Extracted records
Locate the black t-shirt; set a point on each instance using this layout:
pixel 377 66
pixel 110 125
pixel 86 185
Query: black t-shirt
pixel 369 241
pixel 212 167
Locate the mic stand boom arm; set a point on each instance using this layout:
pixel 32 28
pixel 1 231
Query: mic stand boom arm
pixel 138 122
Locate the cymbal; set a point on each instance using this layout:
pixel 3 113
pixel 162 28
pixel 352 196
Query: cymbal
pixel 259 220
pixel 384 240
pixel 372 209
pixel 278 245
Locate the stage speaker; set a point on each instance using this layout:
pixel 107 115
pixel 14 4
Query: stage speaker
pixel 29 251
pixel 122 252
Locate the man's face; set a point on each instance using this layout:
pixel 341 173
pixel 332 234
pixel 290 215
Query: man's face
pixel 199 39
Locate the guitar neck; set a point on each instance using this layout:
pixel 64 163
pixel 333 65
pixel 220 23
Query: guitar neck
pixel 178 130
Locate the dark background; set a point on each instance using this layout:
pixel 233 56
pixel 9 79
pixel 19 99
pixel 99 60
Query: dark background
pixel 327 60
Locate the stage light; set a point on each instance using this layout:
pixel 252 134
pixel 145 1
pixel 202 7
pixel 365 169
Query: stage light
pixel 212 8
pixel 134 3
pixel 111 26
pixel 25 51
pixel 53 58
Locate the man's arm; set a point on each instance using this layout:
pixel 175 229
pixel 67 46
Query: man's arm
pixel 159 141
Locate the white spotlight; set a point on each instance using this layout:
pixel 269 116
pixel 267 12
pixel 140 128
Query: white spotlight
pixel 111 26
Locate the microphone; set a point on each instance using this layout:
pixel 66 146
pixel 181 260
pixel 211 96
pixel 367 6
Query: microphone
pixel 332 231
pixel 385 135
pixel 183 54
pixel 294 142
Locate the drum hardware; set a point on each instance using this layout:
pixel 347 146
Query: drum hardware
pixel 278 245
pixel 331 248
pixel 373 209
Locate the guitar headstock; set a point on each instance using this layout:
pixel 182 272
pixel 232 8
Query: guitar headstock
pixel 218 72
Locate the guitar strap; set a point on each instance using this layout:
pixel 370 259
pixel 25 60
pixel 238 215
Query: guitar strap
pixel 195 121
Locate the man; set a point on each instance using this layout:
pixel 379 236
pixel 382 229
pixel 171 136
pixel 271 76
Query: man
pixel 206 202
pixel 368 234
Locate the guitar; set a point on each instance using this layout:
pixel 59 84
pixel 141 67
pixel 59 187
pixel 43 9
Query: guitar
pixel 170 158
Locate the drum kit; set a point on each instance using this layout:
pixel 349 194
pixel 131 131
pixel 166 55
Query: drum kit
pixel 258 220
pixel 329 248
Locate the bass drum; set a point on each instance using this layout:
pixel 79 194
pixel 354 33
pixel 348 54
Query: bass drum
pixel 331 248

» **Exercise**
Would you give the data above again, exactly as written?

» **Answer box**
Locate the black t-shirt; set a point on each instance using this layout:
pixel 377 66
pixel 110 125
pixel 86 185
Query: black t-shirt
pixel 369 241
pixel 212 167
Locate the mic stand boom arm; set a point on each instance using this layout:
pixel 32 28
pixel 1 231
Query: mic stand boom arm
pixel 138 122
Locate the cymbal; set a point on each instance using this layout:
pixel 3 113
pixel 162 28
pixel 352 196
Query: cymbal
pixel 259 220
pixel 384 240
pixel 372 209
pixel 278 245
Locate the stage speaker; set a point on each instance using this layout:
pixel 107 115
pixel 14 4
Query: stage speaker
pixel 29 251
pixel 122 252
Locate the man's face; set a point on each instance using this layout:
pixel 341 173
pixel 332 234
pixel 290 215
Query: man's face
pixel 199 39
Locate the guitar neck; set a point on each instance using this layout:
pixel 64 163
pixel 333 65
pixel 220 23
Query: guitar neck
pixel 178 130
Locate the dark background; set a point on each instance using this layout:
pixel 233 56
pixel 9 79
pixel 19 99
pixel 99 60
Query: dark background
pixel 327 60
Locate the stage light; set a point on each instance using this layout:
pixel 252 134
pixel 145 1
pixel 202 7
pixel 365 169
Query: stage light
pixel 212 8
pixel 134 3
pixel 111 26
pixel 25 51
pixel 53 58
Locate the man's arm; set a point on each instance using this layout:
pixel 175 229
pixel 67 46
Query: man's arm
pixel 159 141
Locate the white spotlight; set a point on each instance using this layout:
pixel 269 116
pixel 267 12
pixel 140 128
Query: white spotlight
pixel 111 26
Locate the microphone; set a point on each instance using this layout:
pixel 66 146
pixel 181 260
pixel 211 96
pixel 367 6
Query: microphone
pixel 332 231
pixel 385 135
pixel 183 54
pixel 294 142
Locate the drum hardware; set a point on each instance using this layout:
pixel 347 146
Query: drum hardware
pixel 278 245
pixel 331 248
pixel 373 209
Locate the guitar headstock; set a point on each instance using this layout:
pixel 182 272
pixel 232 8
Query: guitar headstock
pixel 218 72
Locate the guitar strap; set a point on each instance using this layout:
pixel 370 259
pixel 25 60
pixel 238 215
Query: guitar strap
pixel 195 121
Locate the man; set a point on each instance using this layout:
pixel 379 236
pixel 382 229
pixel 171 136
pixel 271 76
Query: man
pixel 206 202
pixel 368 234
Locate the guitar; set a point on each instance using this layout:
pixel 59 84
pixel 141 67
pixel 59 187
pixel 43 9
Query: guitar
pixel 170 158
Locate the drum kit; set a point on each instance using this layout:
pixel 349 194
pixel 131 131
pixel 166 55
Query: drum kit
pixel 258 220
pixel 329 248
Locate the bass drum; set a point on each instance using this layout:
pixel 79 194
pixel 354 33
pixel 348 54
Query: bass drum
pixel 331 248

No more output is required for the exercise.